- TEXT EXCERPT:
## Start
# Round & round we go...



## Jace (Aug 18, 2022)

Anyone ever go to an indoor roller rink...to skate?.

Oh! Yes...fun, laughs,  silliness..forwards, backwards!
To great music. 

Who else?


----------



## dseag2 (Aug 18, 2022)

I tried skating when I was much younger and just never had the coordination.


----------



## WheatenLover (Aug 18, 2022)

I tried it, too, @dseag2 . The problem was no coordination. I was so disappointed because I thought it would be a fun way to get lots of exercise. I was running the risk of seriously injuring myself -- from a 20-something point of view.

I turned to racquetball and running for that. I get the runner's high starting after the first mile. It was hard not to keep going on and on forever.


----------



## NorthernLight (Aug 18, 2022)

Yes, 40 years ago. Great fun. Then it closed down.


----------



## dseag2 (Aug 19, 2022)

WheatenLover said:


> I tried it, too, @dseag2 . The problem was no coordination. I was so disappointed because I thought it would be a fun way to get lots of exercise. I was running the risk of seriously injuring myself -- from a 20-something point of view.
> 
> I turned to racquetball and running for that. I get the runner's high starting after the first mile. It was hard not to keep going on and on forever.
## End
- DATA SUPPLIED:
## Start
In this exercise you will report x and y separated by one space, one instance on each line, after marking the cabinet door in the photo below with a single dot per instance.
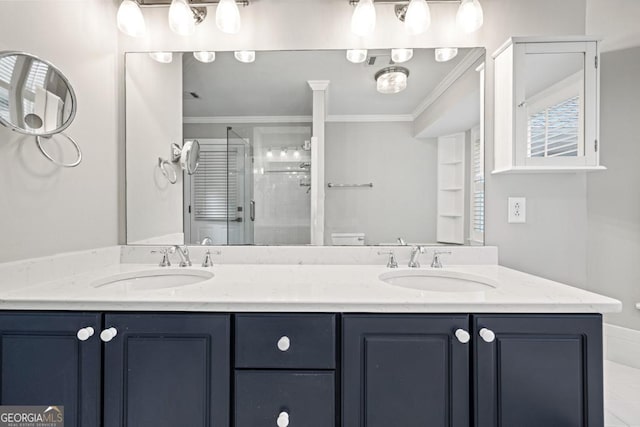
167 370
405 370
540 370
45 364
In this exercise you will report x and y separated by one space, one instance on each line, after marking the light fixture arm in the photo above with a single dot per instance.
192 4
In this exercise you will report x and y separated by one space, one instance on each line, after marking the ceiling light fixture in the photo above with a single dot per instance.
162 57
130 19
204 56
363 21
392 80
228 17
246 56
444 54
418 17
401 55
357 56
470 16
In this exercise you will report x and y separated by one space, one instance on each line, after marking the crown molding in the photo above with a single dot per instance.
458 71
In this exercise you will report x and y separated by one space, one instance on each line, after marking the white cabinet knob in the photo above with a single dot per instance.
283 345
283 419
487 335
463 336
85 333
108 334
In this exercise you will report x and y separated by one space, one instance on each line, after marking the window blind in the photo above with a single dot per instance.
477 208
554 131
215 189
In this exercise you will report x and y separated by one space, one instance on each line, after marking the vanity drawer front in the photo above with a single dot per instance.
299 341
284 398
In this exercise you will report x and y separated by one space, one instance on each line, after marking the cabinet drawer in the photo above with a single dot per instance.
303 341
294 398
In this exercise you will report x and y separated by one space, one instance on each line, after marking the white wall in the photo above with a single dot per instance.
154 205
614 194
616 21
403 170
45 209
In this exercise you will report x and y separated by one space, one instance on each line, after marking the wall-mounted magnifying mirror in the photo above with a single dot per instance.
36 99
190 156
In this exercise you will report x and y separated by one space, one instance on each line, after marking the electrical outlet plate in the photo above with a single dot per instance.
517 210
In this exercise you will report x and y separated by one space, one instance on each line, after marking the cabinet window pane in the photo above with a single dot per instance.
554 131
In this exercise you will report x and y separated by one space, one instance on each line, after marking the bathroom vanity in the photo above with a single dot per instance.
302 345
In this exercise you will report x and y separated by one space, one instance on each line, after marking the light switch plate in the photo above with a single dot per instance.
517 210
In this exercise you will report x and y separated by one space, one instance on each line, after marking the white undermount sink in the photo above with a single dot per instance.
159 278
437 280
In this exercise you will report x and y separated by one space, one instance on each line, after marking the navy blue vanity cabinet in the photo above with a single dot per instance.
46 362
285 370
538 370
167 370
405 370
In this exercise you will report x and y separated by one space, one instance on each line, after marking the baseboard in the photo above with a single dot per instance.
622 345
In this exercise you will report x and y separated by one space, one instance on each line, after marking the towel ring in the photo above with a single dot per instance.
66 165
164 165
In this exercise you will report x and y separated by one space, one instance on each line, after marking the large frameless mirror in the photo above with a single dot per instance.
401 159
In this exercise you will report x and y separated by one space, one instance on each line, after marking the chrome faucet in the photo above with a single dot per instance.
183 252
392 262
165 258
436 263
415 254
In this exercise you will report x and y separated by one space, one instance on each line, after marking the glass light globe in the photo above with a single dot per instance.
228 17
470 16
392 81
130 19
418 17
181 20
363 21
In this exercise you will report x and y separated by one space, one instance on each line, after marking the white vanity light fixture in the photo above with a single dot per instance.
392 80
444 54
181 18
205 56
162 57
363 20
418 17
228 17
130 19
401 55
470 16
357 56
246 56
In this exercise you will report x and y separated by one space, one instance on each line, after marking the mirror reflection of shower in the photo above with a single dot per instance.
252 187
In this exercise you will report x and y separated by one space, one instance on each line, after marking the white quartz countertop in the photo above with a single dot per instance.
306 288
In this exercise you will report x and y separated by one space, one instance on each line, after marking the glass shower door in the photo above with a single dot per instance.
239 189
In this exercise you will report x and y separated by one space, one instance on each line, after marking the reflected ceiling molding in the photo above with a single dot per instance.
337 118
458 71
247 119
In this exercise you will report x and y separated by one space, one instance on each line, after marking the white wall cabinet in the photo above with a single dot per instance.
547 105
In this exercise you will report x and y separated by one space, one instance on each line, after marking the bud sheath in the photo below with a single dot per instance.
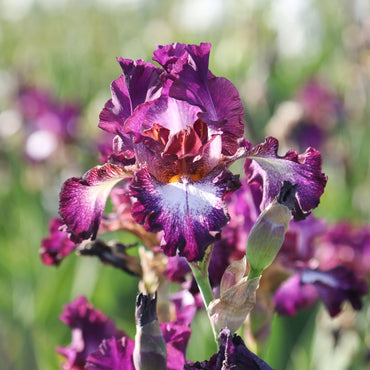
## End
- WRITTEN REQUEST 1: Copy the roller skating thread from "Anyone ever go" up to and including "dseag2 (Aug 18, 2022)", swapping "music" for "company".
- WRITTEN REQUEST 2: Write what comes next in the forum thread about roller skating, starting after its last line.

- TASK ANSWER 1:
Anyone ever go to an indoor roller rink...to skate?.

Oh! Yes...fun, laughs,  silliness..forwards, backwards!
To great company. 

Who else?


----------



## dseag2 (Aug 18, 2022)

- TASK ANSWER 2:
I ran as well.  I was on the track team.  I understand the "high".  It was so liberating in high school.


----------



## Knight (Aug 19, 2022)

All thru my teen years until I joined the Navy.  Got pretty good at skating even with the toe stops that were awkward at 1st.


----------



## Timewise 60+ (Aug 19, 2022)

I grew up in the mountains of Colorado. Winters were long and cold.  We had wonderful outdoor ice rinks and I ice skated a lot as I grew up.   I also had a pair of sidewalk roller skates that I used during the summer to go round and round our blocks.   

But, never in my life did I try skating in an indoor skating rink.  Cannot say why, I guess I did not think I should have to pay for it when it was free all year long where I lived.


----------



## RadishRose (Aug 19, 2022)

Jace said:


> Anyone ever go to an indoor roller rink...to skate?.
> 
> Oh! Yes...fun, laughs,  silliness..forwards, backwards!
> To great music.
> ...


Oh, it was so much fun!


----------



## Alligatorob (Aug 19, 2022)

Jace said:


> Anyone ever go to an indoor roller rink...to skate?.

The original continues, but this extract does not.